A block of data:
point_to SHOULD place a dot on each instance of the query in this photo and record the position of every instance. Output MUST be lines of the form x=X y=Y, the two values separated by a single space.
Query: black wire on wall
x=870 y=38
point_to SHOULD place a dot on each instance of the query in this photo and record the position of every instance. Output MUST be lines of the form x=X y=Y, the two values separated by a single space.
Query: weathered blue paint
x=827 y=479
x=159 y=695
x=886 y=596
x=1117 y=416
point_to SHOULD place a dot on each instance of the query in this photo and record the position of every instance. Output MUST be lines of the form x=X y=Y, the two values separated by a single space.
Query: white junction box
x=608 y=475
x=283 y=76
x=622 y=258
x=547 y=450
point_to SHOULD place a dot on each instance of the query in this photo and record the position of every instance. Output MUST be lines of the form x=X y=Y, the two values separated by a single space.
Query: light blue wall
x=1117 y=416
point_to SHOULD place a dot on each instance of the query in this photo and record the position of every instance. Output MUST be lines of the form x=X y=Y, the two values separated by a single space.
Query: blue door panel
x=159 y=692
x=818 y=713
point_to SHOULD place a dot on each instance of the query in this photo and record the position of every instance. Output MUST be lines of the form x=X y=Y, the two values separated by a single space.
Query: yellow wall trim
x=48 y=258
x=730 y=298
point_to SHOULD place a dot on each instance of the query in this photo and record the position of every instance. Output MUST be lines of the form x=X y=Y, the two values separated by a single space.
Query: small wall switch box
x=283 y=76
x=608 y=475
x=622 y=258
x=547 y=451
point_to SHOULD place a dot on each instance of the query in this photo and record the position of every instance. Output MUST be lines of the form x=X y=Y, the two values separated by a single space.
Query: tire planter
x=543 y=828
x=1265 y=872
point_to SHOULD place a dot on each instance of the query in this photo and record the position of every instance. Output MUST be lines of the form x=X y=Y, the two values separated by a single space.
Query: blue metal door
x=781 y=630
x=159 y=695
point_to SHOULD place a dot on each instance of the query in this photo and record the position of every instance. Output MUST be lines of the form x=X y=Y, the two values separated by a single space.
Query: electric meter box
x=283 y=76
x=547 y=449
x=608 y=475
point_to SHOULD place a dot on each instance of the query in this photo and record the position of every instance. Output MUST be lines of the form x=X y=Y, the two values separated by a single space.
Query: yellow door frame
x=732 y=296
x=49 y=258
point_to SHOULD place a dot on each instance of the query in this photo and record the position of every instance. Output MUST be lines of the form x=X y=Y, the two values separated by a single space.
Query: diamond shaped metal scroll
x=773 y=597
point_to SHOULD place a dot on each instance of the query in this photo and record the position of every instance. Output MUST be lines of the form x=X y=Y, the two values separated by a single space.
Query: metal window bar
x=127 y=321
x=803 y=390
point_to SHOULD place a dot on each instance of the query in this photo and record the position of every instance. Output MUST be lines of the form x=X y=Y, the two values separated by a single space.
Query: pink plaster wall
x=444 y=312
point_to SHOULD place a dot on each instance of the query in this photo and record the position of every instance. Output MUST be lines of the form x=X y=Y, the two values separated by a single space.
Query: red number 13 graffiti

■ **SET EXERCISE**
The entries above must be returned in full, exactly as shown.

■ **OUTPUT**
point_to SHOULD place a dot on each instance of the query in this photo and record the position of every instance. Output MUST be lines of the form x=X y=Y, the two values separated by a single space.
Query: black wire on wall
x=870 y=38
point_to SHOULD place a dot on each instance of the query in this photo and record the position of every instance. Output MUST be lines of the form x=X y=Y, the two values separated by a single space.
Query: weathered blue paint
x=827 y=479
x=159 y=695
x=886 y=596
x=1117 y=416
point_to SHOULD place a dot on each instance of the query in this photo and record the position of every instance. Output MUST be lines of the form x=X y=Y, the two values separated by a single space.
Query: white junction box
x=608 y=475
x=283 y=76
x=622 y=258
x=547 y=450
point_to SHOULD place a dot on each instance of the query in this photo and record the position of every instance. Output MUST be lines of the form x=X y=Y, the two values separated by a single space.
Query: light blue wall
x=1117 y=416
point_to SHOULD place a dot on each instance of the query in this photo and record the position of every instance. Output MUST be lines of the form x=X y=Y, the two values separated by a single space.
Query: blue door panel
x=159 y=692
x=818 y=713
point_to SHOULD place a dot on each instance of the query in this photo and record the position of every instance. Output MUST be lines of the form x=X y=Y, the two values separated by a single space.
Query: yellow wall trim
x=48 y=258
x=730 y=298
point_to SHOULD place a dot on each instance of the query in this photo and record the position of every instance. Output MUST be lines of the form x=X y=Y, the two values separated by a single space.
Query: small wall switch box
x=283 y=76
x=608 y=475
x=622 y=258
x=547 y=451
point_to SHOULD place a dot on each instance of the query in this photo and record the position of every instance. Output MUST be lines of the form x=X y=Y, the two values separated by a single space.
Query: tire planter
x=543 y=828
x=1265 y=872
point_to SHOULD place a dot on each instance of the query in this photo and record the position of every instance. Output MUST be lines of the form x=X y=Y, the two values separated by a single space.
Query: blue metal door
x=781 y=630
x=159 y=695
point_to SHOULD place a dot on each instance of the query in this photo and record the position of every instance. Output MUST be lines of the form x=X y=Y, the two values separated by a single space.
Query: electric meter box
x=283 y=76
x=547 y=449
x=608 y=475
point_to SHOULD place a dot on each instance of the query in this photo and record the position of every instance. Output MUST be lines of the form x=X y=Y, the two values separated by a single space.
Query: yellow door frame
x=732 y=296
x=49 y=258
point_to SHOULD place a dot on each instance of the query in this photo and record the position of every instance. Output MUST be lines of the form x=X y=Y, the two values separated by a single space.
Query: diamond shaped metal scroll
x=773 y=597
point_to SHOULD place a dot on each instance of the query in this photo and record the position of every instance. Output MUST be lines of the form x=X y=Y, the two values separated by a single space.
Query: metal window bar
x=127 y=321
x=803 y=390
point_to SHOULD place a dot on each instance of the query in this photo and record the position of every instance. Output MUST be lines of the form x=X y=Y, the two values separated by a single space.
Query: pink plaster wall
x=444 y=312
point_to SHOULD place a dot on each instance of the query in this photo and record the position of every instance. Output MUST be lines of the form x=X y=Y, the two values separated by a single space.
Query: red number 13 graffiti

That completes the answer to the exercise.